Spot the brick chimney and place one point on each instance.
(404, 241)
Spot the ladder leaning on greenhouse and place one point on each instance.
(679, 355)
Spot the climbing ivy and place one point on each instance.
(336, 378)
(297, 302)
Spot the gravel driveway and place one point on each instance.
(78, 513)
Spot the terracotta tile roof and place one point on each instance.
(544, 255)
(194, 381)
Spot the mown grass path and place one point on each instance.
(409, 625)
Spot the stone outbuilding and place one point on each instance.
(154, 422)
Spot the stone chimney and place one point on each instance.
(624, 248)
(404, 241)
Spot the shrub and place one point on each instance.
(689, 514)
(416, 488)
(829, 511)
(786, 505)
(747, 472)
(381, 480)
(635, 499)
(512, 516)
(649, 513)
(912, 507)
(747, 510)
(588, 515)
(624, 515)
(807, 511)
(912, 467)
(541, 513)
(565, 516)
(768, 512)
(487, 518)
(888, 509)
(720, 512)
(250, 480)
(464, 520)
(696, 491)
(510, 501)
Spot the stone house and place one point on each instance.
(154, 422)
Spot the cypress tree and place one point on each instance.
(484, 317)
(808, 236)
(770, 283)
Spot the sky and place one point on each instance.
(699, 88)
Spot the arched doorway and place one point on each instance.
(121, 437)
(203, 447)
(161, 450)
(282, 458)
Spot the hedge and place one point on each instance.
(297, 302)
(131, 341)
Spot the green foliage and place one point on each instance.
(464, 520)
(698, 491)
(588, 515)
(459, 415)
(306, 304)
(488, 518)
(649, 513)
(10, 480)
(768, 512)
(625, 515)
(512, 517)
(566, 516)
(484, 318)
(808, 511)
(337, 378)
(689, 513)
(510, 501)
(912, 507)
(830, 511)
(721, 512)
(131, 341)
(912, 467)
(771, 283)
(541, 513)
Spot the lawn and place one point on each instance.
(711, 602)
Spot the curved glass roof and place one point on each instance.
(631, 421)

##############################

### Set task
Can you rewrite all of the data above, replacing "Spot" with "Locate" and leaving everything else unchanged?

### The answer
Locate the brick chimney and place one point on each instance.
(404, 241)
Locate the ladder leaning on greenhouse and place one point on each instance.
(679, 355)
Locate the climbing ivy and place one point on each instance.
(336, 378)
(297, 302)
Locate the gravel driveway and place one point on each instance.
(78, 513)
Locate the terracotta tile roof and place one point on each instance.
(544, 255)
(194, 381)
Locate the mown grass path and place one point on each instance.
(409, 625)
Locate the stone outbuilding and place one point on each instance.
(154, 422)
Locate the stone chimney and place one point on each instance.
(624, 248)
(404, 241)
Locate the shrub and place one point on each instance.
(689, 514)
(416, 488)
(829, 511)
(786, 505)
(747, 472)
(381, 480)
(635, 499)
(512, 516)
(649, 513)
(912, 507)
(747, 510)
(588, 515)
(624, 515)
(807, 511)
(912, 467)
(541, 513)
(565, 516)
(768, 512)
(487, 518)
(888, 509)
(720, 512)
(250, 480)
(464, 520)
(696, 491)
(510, 501)
Locate the stone house and place one point on each instance.
(154, 422)
Locate the cypress tree and place one point on each instance.
(484, 317)
(808, 236)
(770, 283)
Locate the sky and place one point on each instance.
(699, 88)
Locate the arched doorway and place one point on each instance.
(121, 437)
(203, 447)
(161, 450)
(282, 458)
Locate the hedge and place one point on each instance.
(297, 302)
(131, 341)
Locate the green foliage and place one point on each instance.
(464, 520)
(698, 491)
(588, 515)
(459, 415)
(306, 304)
(488, 518)
(649, 513)
(10, 480)
(768, 512)
(625, 515)
(512, 517)
(566, 516)
(484, 318)
(808, 511)
(337, 378)
(689, 513)
(510, 501)
(912, 507)
(830, 511)
(721, 512)
(131, 341)
(912, 467)
(771, 283)
(541, 513)
Locate the lawn and place one point on each instance.
(711, 602)
Locate the curved glass roof and place one point on each instance.
(631, 421)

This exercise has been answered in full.